-- Exercise --
Please state how many lines of the records contain the word "black". Give only the number.

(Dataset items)

--- Start ---

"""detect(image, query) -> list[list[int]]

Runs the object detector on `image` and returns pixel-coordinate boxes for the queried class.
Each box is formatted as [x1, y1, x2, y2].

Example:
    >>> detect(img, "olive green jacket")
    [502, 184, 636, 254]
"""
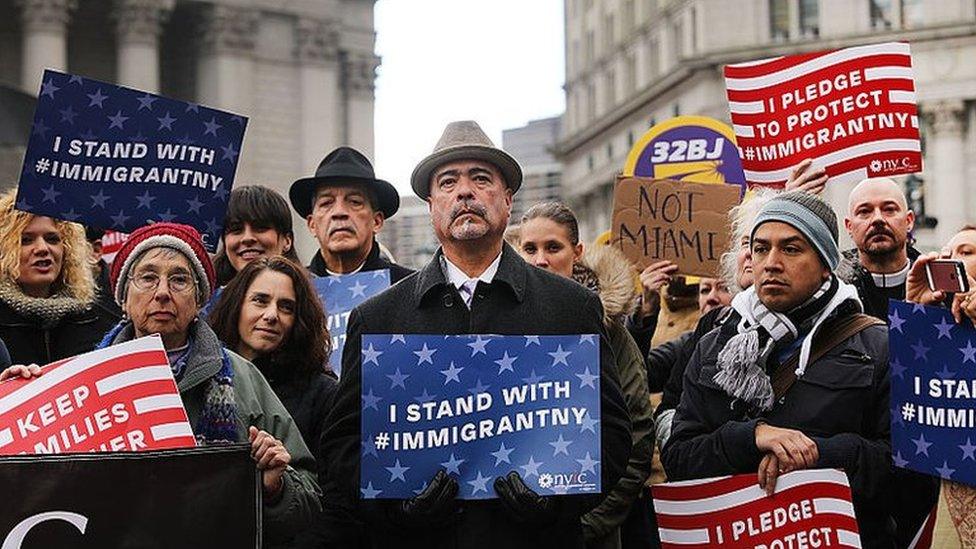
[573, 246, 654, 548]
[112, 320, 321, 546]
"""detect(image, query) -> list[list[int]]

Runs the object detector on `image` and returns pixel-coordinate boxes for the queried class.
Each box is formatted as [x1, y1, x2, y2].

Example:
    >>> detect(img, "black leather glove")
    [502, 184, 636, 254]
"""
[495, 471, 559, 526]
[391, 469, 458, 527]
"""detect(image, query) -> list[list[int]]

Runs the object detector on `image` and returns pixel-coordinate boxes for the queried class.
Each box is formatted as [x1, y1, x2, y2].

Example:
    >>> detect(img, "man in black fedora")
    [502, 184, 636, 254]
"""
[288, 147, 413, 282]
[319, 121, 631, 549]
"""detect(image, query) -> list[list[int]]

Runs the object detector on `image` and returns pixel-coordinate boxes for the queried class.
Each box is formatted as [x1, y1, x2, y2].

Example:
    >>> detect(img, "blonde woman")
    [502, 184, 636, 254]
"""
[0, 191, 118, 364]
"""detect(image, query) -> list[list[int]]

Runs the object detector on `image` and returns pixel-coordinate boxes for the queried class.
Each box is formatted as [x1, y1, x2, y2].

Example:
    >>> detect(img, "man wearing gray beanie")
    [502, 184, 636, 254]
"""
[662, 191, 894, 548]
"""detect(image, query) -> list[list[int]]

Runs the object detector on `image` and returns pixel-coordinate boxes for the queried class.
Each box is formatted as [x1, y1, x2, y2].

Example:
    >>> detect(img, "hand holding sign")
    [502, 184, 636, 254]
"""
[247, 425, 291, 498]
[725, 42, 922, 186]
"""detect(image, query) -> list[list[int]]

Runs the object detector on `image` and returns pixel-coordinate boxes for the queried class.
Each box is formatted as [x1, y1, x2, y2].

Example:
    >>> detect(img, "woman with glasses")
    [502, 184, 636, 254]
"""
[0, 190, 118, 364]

--- End ---
--- Start ---

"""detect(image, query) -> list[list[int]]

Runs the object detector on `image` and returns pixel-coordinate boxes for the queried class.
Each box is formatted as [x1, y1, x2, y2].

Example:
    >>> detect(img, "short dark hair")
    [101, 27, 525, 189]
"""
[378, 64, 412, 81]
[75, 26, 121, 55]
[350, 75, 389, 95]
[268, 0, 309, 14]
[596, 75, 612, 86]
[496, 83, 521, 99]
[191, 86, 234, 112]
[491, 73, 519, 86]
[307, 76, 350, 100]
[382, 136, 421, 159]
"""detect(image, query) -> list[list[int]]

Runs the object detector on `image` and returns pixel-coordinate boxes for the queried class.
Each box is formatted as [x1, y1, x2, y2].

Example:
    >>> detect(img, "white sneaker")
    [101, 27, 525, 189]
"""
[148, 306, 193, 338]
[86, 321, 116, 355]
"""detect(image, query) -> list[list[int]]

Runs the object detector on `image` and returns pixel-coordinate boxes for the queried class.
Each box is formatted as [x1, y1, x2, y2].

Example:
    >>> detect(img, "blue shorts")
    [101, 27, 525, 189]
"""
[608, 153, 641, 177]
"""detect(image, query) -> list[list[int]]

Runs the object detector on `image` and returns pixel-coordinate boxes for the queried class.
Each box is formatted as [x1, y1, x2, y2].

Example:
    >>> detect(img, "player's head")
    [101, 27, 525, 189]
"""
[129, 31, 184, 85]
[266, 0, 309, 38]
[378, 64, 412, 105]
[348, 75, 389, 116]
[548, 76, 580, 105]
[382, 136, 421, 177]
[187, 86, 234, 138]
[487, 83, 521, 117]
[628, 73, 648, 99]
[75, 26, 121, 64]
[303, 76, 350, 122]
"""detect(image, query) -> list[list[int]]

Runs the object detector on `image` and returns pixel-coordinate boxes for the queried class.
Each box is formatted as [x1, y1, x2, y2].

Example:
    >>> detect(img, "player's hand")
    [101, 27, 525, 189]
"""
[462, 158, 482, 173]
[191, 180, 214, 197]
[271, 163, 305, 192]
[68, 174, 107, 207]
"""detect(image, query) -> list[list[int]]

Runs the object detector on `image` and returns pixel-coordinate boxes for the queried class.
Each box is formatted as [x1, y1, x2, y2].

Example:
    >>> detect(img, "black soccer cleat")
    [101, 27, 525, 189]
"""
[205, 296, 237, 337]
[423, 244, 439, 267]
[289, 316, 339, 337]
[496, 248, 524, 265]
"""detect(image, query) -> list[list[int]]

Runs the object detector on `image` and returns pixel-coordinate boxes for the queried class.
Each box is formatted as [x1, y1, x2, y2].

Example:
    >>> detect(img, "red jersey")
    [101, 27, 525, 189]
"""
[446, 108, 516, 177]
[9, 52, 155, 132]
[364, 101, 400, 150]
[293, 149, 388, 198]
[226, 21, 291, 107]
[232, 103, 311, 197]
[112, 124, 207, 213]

--- End ---

-- Correct response --
3